─── DOCUMENT EXTRACT ───

It is now proposed to extend the benefit of the deduction thereunder to contributions to such other schemes of Central and State governments as may be notified by Central Government.
21.  Additional deduction of interest on housing loan of upto Rs.1 lac to first time home buyers
Section 80EE is proposed to be enacted so as to allow to an individual, a deduction of upto Rs. 1 lac in respect of loan taken from a financial institution (banking company or housing finance company) of upto Rs.25 lacs between 1st April 2013 and 31st March 2014 to acquire a residential property valued upto Rs. 40 lacs, provided she does not own any residential house property as on the date of sanction of loan.
It is also proposed that if the deduction entire of Rs. 1 lac as above could not be claimed in Financial Year 2013-14, then the balance can be claimed in Financial Year 2014-15.
It may be noted that the above deduction is over and above the existing entitlement of housing loan interest deduction of Rs.1.5 lacs. However, while the existing deduction of upto Rs.1.5 lacs can be of interest on housing loan taken from anyone, the aforesaid deduction can be allowed only on housing loan taken from financial institution.
22.    Section 80G, which allows deduction in respect of donations, @ 100% in respect of certain funds and @ 50% for rest, subject to other conditions therein; is proposed to be amended so as to allow 100% deduction in respect of donations to the National Children’s Fund (which was hitherto entitled for 50% deduction).
23.    Sections 80 GGB and 80 GGC allow deduction respectively to company and non-company assessees, of contributions given to a political party or electoral trsut.
It is proposed to amend these sections so as not to allow deductions of amounts contributed in cash.
24.    Section 80IA provides for deduction of 100% of the profits and gains from various businesses specified therein, subject to fulfillment of other conditions prescribed.
The said section allows such deduction, inter alia, to the undertakings set up for generation/distribution/transmission of power before 31st March 2013.
It is now proposed to extend the benefit of this deduction to such undertakings set up before 31st March 2014.
25.  Rationalization of section 80JJAA allowing deduction for additional wages to new regular workmen
Section 80JJAA provides that domestic companies shall be entitled to deduction for 3 years, of an amount of 30% of additional wages paid to new regular workmen (as defined therein) engaged in its industrial undertaking, , subject to other conditions therein.

───

| AIM A |
Can you put the lines of the records, starting with the line that contains "In the picture above, where can the lake" and going on through the last line of the records, into a numbered list with blank lines left out?

─── PROVIDED RECORDS ───

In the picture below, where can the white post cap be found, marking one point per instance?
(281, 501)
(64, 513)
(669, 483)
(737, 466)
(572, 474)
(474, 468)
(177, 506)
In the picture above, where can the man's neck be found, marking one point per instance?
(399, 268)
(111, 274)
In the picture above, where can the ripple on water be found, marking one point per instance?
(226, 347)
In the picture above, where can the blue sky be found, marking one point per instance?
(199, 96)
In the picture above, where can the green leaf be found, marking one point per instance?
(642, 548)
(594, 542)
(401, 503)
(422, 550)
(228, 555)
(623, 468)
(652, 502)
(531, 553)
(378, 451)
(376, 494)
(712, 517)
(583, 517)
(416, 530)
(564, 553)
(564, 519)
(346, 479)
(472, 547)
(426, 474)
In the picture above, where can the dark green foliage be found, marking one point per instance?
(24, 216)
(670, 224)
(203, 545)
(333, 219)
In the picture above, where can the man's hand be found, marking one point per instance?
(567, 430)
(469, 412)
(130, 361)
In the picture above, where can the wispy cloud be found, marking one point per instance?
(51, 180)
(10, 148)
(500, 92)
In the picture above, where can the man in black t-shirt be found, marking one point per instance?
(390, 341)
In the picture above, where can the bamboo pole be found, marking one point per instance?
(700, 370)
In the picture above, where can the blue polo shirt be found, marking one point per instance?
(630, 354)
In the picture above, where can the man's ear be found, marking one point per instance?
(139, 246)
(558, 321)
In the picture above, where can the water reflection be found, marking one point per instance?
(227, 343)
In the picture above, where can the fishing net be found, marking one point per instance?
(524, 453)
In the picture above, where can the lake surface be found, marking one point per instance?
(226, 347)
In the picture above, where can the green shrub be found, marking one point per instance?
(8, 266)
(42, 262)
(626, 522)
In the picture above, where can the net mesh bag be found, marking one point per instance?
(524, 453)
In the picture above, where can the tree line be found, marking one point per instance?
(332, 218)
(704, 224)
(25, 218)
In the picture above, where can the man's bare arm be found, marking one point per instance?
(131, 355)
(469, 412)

───

| AIM B |
Would you repeat, word for word, the part of the tax deduction proposals starting with "23.    Sections 80" and going on through "other conditions prescribed."?

| OUTPUT A |
1. In the picture above, where can the lake surface be found, marking one point per instance?
2. (226, 347)
3. In the picture above, where can the green shrub be found, marking one point per instance?
4. (8, 266)
5. (42, 262)
6. (626, 522)
7. In the picture above, where can the net mesh bag be found, marking one point per instance?
8. (524, 453)
9. In the picture above, where can the tree line be found, marking one point per instance?
10. (332, 218)
11. (704, 224)
12. (25, 218)
13. In the picture above, where can the man's bare arm be found, marking one point per instance?
14. (131, 355)
15. (469, 412)

| OUTPUT B |
23.    Sections 80 GGB and 80 GGC allow deduction respectively to company and non-company assessees, of contributions given to a political party or electoral trsut.
It is proposed to amend these sections so as not to allow deductions of amounts contributed in cash.
24.    Section 80IA provides for deduction of 100% of the profits and gains from various businesses specified therein, subject to fulfillment of other conditions prescribed.